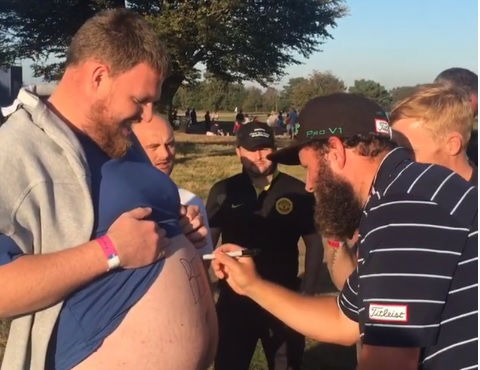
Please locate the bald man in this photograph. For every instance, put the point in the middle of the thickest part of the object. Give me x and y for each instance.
(158, 143)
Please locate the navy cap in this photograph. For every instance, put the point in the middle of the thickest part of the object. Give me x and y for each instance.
(343, 115)
(255, 135)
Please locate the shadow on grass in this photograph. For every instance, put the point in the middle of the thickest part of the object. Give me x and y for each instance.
(325, 356)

THE PROBLEM: Every line from the one containing "Please locate the navy" through the last line of the entries must be written out verbatim, and no other line.

ANSWER TO THE TASK:
Please locate the navy cap in this photograph. For every instance, put the point in the middle of the thickest part of the object. Give me x and y for each instance.
(343, 115)
(255, 135)
Please locate the shadow on grass in this photograph. For every instance, put the point in the middle of the thickest part of the object. Give me x and y for each instance.
(325, 356)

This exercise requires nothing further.